*** Block opens ***
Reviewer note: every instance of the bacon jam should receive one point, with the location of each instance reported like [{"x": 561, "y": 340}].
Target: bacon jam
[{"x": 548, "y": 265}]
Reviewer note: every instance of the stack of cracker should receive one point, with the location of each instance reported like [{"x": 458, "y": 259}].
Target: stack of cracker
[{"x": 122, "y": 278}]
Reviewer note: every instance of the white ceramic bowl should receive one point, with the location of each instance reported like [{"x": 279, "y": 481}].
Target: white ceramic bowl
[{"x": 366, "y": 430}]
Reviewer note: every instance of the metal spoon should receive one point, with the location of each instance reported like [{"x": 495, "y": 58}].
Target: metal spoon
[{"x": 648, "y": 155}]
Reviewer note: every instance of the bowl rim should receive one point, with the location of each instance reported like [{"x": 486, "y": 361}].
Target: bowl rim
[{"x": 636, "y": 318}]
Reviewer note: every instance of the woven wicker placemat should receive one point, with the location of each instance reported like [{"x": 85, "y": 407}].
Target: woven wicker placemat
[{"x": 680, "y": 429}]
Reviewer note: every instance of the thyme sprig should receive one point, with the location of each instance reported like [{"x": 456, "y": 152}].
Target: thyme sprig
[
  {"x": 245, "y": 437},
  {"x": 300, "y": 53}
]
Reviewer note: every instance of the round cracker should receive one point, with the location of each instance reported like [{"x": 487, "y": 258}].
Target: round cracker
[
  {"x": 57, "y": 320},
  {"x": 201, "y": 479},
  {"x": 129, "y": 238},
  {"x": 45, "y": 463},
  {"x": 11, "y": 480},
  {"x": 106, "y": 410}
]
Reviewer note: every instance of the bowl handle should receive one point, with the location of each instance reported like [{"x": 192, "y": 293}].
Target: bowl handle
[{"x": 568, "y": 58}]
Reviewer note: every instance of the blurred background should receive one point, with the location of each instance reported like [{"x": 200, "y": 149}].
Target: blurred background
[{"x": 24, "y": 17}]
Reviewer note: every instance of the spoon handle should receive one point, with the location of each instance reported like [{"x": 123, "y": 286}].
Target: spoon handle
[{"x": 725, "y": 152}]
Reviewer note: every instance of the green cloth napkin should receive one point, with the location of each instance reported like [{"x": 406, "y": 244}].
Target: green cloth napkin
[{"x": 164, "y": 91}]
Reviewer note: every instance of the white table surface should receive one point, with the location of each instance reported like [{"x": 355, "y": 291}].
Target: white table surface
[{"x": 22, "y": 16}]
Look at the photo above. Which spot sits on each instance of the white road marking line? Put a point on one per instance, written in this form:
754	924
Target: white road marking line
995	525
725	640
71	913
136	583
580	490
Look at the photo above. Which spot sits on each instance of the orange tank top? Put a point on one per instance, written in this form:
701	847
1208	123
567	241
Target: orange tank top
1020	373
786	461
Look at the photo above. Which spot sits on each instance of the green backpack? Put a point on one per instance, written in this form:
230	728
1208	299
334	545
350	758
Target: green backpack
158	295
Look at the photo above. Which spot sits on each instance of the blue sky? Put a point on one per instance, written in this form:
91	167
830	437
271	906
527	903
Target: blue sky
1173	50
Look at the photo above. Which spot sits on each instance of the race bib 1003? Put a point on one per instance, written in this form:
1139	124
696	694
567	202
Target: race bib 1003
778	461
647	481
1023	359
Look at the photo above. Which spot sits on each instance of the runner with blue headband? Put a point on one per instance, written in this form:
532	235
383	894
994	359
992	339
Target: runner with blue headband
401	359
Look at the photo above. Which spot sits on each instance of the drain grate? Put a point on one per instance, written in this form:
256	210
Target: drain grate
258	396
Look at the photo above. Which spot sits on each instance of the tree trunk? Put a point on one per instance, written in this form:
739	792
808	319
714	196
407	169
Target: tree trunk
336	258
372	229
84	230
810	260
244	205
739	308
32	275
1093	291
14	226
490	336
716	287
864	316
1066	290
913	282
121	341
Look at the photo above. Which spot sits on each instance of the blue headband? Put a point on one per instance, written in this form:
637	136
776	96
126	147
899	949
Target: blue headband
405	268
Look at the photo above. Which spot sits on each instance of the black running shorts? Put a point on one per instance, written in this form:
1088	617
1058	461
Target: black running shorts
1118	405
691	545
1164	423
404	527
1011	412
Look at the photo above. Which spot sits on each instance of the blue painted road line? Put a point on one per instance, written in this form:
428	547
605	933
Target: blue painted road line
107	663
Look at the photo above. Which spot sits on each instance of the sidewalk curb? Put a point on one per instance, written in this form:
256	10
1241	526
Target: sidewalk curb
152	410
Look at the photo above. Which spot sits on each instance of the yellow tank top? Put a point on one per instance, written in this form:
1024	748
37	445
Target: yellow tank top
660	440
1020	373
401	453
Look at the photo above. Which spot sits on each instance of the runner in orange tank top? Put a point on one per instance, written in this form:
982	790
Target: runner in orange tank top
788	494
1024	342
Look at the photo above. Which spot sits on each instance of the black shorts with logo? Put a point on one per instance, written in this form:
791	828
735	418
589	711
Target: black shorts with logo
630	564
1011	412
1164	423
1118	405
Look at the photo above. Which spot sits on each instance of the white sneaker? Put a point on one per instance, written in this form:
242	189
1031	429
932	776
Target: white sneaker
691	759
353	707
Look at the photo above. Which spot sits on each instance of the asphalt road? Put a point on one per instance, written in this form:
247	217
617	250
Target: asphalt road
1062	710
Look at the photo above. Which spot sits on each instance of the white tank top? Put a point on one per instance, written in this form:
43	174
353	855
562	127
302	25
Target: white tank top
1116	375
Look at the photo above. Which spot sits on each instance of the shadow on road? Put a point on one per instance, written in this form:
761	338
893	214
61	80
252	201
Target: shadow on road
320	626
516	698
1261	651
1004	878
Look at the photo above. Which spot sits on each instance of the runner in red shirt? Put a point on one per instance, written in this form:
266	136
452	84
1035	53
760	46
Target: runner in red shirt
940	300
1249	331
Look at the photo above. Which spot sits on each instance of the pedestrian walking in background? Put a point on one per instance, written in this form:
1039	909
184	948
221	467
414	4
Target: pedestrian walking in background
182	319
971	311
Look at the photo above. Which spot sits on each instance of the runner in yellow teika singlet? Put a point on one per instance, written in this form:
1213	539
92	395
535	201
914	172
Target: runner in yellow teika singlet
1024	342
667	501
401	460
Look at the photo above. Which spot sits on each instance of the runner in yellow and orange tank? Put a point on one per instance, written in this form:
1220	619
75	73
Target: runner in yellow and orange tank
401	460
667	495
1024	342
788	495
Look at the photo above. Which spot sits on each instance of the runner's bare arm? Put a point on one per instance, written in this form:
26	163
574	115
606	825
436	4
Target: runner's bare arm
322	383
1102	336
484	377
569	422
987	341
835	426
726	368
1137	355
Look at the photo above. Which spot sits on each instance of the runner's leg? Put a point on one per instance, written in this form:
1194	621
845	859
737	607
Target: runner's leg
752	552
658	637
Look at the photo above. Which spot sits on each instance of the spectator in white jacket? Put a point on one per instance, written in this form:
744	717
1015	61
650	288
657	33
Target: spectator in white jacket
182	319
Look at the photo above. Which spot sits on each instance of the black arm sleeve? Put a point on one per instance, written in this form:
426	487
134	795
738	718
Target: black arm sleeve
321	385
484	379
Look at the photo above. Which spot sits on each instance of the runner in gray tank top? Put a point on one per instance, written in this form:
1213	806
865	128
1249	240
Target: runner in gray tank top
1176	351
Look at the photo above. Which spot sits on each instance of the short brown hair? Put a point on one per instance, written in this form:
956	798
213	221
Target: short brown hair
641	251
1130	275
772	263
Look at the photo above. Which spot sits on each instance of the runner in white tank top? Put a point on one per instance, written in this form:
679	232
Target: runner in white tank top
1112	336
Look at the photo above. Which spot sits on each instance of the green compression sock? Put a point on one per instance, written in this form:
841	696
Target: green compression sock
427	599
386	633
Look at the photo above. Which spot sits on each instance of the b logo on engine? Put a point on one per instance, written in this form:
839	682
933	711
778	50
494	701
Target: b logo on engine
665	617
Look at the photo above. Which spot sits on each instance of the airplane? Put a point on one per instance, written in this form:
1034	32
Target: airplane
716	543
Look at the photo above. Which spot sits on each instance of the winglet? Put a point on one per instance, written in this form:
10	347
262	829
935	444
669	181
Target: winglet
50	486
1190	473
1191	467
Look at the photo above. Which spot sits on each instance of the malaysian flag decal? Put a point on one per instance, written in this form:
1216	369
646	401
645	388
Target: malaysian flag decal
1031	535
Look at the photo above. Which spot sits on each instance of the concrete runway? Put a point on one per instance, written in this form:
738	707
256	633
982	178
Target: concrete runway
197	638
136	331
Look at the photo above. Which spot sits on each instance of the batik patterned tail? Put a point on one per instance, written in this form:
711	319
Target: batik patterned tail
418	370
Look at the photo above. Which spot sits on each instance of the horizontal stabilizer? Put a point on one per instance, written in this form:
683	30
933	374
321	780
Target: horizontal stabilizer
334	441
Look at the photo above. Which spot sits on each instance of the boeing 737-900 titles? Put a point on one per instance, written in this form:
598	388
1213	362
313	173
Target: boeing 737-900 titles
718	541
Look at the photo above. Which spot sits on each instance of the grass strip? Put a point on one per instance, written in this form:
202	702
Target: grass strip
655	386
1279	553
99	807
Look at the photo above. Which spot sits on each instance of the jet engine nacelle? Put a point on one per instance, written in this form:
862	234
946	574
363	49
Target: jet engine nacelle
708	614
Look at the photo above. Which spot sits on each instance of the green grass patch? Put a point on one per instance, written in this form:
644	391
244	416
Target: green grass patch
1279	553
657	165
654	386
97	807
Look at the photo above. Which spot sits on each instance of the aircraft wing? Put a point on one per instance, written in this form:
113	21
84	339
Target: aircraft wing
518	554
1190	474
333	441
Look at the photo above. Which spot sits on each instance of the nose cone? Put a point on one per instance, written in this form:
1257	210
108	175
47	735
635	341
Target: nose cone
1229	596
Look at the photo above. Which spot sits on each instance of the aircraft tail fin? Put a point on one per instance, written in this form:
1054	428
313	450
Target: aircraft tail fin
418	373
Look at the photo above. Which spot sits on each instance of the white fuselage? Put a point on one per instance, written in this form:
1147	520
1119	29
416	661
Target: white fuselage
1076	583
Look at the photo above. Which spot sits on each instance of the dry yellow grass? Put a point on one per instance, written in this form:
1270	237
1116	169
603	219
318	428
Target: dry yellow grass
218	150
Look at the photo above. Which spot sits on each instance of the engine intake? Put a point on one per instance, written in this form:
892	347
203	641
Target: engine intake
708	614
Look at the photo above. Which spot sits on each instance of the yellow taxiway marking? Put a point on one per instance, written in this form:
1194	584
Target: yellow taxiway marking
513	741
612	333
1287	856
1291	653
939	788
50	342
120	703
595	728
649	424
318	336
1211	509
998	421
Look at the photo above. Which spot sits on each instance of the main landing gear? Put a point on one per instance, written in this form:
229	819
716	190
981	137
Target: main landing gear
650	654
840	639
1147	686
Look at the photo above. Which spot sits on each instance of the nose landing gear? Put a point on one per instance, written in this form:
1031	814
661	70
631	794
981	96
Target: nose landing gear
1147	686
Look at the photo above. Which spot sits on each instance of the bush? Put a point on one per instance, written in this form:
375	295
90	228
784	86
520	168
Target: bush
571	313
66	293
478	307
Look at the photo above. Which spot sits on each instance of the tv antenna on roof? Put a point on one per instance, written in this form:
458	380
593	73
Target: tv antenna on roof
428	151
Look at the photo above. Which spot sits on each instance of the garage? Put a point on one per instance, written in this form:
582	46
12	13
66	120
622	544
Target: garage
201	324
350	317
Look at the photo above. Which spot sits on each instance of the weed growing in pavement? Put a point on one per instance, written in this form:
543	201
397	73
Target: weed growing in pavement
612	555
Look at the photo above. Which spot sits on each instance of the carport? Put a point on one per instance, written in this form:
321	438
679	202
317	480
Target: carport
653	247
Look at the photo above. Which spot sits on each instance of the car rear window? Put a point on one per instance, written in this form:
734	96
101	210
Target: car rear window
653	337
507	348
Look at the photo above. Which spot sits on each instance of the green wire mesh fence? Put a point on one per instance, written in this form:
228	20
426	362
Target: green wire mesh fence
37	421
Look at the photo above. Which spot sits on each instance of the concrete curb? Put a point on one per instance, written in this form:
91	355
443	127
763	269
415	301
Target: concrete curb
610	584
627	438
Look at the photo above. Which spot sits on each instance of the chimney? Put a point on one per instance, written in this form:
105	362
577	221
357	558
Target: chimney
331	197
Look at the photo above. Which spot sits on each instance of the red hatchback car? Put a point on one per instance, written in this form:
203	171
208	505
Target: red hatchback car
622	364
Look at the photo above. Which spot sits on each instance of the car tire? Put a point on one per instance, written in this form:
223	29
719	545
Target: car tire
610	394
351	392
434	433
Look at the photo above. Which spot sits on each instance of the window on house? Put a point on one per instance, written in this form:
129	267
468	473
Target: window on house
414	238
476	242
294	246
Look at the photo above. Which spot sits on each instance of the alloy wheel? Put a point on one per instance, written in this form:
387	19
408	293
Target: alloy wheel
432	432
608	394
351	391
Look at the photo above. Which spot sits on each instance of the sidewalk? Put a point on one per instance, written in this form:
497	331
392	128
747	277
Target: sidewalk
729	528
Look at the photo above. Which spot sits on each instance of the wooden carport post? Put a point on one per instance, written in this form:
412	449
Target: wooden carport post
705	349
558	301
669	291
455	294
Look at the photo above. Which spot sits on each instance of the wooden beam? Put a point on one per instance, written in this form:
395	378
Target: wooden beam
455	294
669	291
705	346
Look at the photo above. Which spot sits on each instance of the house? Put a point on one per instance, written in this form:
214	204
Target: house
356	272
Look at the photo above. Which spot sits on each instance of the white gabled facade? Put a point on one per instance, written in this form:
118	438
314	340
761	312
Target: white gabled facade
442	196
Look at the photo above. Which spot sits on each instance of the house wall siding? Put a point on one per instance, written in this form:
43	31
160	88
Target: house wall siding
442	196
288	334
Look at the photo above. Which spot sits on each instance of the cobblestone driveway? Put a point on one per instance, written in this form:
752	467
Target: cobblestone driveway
*** Block closes ***
PROBLEM TO SOLVE: Show, from the listing above, every line holding the word "driveway".

THE COMPLETED TASK:
Look at the photo above. Which spot sits on each instance of the cobblestone driveway? Put a point on one per instance, written in this form:
Target: cobblestone driveway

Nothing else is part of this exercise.